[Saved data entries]
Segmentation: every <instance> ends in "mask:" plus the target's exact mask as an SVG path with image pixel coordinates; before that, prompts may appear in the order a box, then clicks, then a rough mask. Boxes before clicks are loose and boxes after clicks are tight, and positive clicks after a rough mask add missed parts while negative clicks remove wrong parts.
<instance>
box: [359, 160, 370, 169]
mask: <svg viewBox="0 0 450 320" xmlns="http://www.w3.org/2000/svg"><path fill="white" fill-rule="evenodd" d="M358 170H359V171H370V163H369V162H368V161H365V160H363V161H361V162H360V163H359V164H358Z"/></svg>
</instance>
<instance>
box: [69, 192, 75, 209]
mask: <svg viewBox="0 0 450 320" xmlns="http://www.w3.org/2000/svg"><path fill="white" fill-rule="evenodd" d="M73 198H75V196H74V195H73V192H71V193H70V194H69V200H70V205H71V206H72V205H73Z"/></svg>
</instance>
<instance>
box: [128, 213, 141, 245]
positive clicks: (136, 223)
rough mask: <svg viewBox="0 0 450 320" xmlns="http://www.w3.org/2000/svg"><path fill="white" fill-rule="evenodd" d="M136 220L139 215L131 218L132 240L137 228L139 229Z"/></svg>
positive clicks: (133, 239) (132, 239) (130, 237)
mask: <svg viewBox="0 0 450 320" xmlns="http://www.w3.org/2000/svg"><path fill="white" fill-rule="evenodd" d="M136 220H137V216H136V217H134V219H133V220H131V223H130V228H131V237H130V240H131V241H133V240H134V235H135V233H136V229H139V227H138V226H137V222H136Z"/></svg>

ABOUT THIS EXERCISE
Copy out all the entries shown above, character for character.

YOUR SOLUTION
Segmentation: every <instance> ends in "mask:" plus the target's exact mask as an SVG path with image pixel coordinates; before that, prompts may appear in the order a box, then clicks, then a rough mask. Boxes before clicks are loose and boxes after clicks are tight, and positive clicks after a rough mask add missed parts while negative clicks remove wrong parts.
<instance>
box: [359, 160, 370, 169]
mask: <svg viewBox="0 0 450 320" xmlns="http://www.w3.org/2000/svg"><path fill="white" fill-rule="evenodd" d="M358 170H359V171H370V163H369V162H368V161H365V160H363V161H361V162H360V163H359V164H358Z"/></svg>
</instance>
<instance>
box: [69, 192, 75, 209]
mask: <svg viewBox="0 0 450 320" xmlns="http://www.w3.org/2000/svg"><path fill="white" fill-rule="evenodd" d="M73 198H75V196H74V195H73V192H71V193H70V194H69V200H70V205H71V206H72V205H73Z"/></svg>
</instance>
<instance>
box: [128, 213, 141, 245]
positive clicks: (136, 223)
rough mask: <svg viewBox="0 0 450 320" xmlns="http://www.w3.org/2000/svg"><path fill="white" fill-rule="evenodd" d="M136 220L139 215L131 218L132 240L137 228L139 229Z"/></svg>
positive clicks: (133, 239) (132, 239) (130, 237)
mask: <svg viewBox="0 0 450 320" xmlns="http://www.w3.org/2000/svg"><path fill="white" fill-rule="evenodd" d="M136 220H137V216H136V217H134V219H133V220H131V223H130V228H131V237H130V240H131V241H133V240H134V235H135V233H136V229H139V227H138V226H137V222H136Z"/></svg>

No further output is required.